# [Records for this task]
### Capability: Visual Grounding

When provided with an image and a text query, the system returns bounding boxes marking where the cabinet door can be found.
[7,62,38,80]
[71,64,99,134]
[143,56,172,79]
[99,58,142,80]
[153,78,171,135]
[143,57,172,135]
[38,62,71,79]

# [What you will do]
Count the lines in the material above that contain the word "provided", and reply with the number alone.

# [Solution for this problem]
1